§ Problem statement
Pick out and copy every row below that contains the string "small", matching case exactly.

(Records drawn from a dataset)
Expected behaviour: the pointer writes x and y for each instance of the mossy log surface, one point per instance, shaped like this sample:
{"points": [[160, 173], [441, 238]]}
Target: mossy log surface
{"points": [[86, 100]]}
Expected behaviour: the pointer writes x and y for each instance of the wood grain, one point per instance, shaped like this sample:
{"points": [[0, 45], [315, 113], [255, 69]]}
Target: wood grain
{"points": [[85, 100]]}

...

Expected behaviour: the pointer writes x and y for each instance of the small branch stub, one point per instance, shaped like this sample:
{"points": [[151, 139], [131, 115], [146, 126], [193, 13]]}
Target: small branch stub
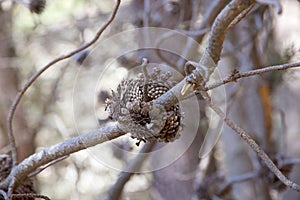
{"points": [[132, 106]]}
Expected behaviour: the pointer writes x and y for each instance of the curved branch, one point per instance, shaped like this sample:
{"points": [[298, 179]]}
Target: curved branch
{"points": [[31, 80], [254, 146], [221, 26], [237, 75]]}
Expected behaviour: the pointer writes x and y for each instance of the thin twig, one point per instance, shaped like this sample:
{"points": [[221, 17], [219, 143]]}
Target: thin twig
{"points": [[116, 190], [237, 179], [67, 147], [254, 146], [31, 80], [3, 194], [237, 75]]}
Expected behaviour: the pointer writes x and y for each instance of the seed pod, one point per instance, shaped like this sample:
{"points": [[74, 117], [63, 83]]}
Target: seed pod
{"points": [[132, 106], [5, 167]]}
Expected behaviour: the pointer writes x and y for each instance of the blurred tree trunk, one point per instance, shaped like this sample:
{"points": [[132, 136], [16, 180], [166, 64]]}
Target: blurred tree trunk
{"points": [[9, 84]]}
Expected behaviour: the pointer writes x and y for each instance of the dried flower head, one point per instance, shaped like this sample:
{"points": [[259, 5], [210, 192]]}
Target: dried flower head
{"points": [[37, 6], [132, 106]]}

* * *

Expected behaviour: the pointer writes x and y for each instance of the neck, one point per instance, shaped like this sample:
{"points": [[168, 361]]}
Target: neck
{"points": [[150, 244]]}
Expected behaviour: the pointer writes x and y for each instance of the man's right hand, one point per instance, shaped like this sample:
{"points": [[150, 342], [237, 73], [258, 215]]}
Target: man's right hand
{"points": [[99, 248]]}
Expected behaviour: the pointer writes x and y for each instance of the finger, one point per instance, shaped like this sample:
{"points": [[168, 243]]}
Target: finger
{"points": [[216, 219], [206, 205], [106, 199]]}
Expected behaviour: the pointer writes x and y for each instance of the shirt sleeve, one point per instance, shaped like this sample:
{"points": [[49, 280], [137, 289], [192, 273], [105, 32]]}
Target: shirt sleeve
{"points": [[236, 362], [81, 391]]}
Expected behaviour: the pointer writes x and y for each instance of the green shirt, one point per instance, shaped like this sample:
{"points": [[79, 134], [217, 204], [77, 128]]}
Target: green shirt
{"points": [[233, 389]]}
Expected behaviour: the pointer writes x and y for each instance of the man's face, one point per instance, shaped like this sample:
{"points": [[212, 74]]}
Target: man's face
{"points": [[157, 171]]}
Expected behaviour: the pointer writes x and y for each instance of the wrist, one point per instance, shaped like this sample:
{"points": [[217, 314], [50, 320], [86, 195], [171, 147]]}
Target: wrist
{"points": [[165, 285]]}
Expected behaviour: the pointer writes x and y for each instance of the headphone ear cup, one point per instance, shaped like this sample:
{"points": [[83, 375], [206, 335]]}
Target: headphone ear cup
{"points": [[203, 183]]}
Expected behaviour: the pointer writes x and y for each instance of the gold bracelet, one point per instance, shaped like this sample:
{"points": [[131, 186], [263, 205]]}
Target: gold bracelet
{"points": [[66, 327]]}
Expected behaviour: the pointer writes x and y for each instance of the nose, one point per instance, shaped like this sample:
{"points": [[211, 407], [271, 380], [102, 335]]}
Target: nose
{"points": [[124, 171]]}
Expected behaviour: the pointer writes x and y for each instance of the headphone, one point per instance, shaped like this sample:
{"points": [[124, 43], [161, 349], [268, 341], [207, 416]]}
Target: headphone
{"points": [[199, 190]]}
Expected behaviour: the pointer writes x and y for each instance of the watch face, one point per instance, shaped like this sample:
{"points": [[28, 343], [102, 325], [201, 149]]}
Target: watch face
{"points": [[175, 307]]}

§ Problem solution
Expected behaviour: the pointer writes x and y for each instance of the small branch stub, one point per instance, shaped like this sample:
Target: small branch stub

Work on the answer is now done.